Exercise: Write out the line that contains "Target: gray herringbone blazer" and every line after it through the end of the entries, exactly as given and with no other lines.

Input material:
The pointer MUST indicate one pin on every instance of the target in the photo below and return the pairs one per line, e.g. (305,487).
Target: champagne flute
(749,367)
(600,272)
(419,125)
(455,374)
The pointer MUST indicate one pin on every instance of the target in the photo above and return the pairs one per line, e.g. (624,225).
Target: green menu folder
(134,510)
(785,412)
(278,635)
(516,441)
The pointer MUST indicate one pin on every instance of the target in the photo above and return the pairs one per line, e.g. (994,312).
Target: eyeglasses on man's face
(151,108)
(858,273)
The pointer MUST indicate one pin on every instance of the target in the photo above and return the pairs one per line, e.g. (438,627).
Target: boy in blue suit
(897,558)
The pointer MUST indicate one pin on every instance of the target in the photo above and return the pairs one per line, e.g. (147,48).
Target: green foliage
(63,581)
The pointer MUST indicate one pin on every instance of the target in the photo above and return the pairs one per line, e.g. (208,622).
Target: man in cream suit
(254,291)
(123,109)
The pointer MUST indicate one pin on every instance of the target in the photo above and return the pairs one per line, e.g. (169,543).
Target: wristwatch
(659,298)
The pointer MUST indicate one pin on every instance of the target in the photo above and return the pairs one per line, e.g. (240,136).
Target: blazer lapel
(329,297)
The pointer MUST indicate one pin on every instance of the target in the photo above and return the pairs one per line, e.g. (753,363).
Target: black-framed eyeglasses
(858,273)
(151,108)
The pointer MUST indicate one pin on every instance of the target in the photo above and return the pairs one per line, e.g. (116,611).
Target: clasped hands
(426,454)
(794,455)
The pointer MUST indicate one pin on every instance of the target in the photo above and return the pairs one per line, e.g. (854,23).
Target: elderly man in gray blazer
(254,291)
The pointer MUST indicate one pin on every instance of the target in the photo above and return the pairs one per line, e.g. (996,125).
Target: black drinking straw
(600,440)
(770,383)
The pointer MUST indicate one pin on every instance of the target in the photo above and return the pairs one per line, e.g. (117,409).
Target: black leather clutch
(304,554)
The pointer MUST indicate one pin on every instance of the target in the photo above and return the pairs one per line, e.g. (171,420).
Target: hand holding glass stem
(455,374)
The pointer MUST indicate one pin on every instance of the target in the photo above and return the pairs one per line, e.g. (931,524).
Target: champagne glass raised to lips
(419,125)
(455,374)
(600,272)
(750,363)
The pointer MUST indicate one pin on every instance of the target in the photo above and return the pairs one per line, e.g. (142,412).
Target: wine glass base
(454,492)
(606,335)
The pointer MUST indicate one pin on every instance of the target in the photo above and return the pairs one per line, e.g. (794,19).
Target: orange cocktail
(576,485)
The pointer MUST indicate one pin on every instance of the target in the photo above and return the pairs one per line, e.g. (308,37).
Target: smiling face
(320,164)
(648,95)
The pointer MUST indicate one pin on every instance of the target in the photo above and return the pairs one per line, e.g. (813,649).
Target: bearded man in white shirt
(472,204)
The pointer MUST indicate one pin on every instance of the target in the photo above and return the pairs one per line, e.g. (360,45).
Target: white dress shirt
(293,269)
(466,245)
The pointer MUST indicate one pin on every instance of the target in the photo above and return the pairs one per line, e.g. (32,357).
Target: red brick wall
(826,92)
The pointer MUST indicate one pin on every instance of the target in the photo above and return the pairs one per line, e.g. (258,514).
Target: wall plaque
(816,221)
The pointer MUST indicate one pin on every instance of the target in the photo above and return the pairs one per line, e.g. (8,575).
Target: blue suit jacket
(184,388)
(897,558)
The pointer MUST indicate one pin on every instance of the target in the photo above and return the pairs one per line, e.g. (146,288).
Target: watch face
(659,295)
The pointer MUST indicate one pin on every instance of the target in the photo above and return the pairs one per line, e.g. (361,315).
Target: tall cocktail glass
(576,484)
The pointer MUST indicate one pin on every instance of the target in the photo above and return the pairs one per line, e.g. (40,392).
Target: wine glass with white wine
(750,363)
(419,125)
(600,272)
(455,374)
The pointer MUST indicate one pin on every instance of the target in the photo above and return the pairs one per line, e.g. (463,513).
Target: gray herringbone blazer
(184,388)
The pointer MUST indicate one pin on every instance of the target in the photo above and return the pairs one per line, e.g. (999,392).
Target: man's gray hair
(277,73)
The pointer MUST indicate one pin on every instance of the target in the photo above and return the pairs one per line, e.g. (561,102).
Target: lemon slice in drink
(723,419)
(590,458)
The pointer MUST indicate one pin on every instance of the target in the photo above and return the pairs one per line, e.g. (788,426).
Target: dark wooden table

Task result:
Target: gray herringbone blazer
(184,388)
The pointer MUST indicate one pin on every instance of the target in the photo above and return the pairs one per line, e.g. (999,392).
Target: man's gray hair
(277,73)
The pointer MUST indicate one pin on every instance of the target in the photo above and return the pairs one per line, e.g. (561,102).
Target: lemon slice in drink
(723,419)
(590,458)
The pointer MUST indicate one pin on every instance of the target in the photo above and return the pairs one per line, e.g. (788,426).
Target: dark wooden table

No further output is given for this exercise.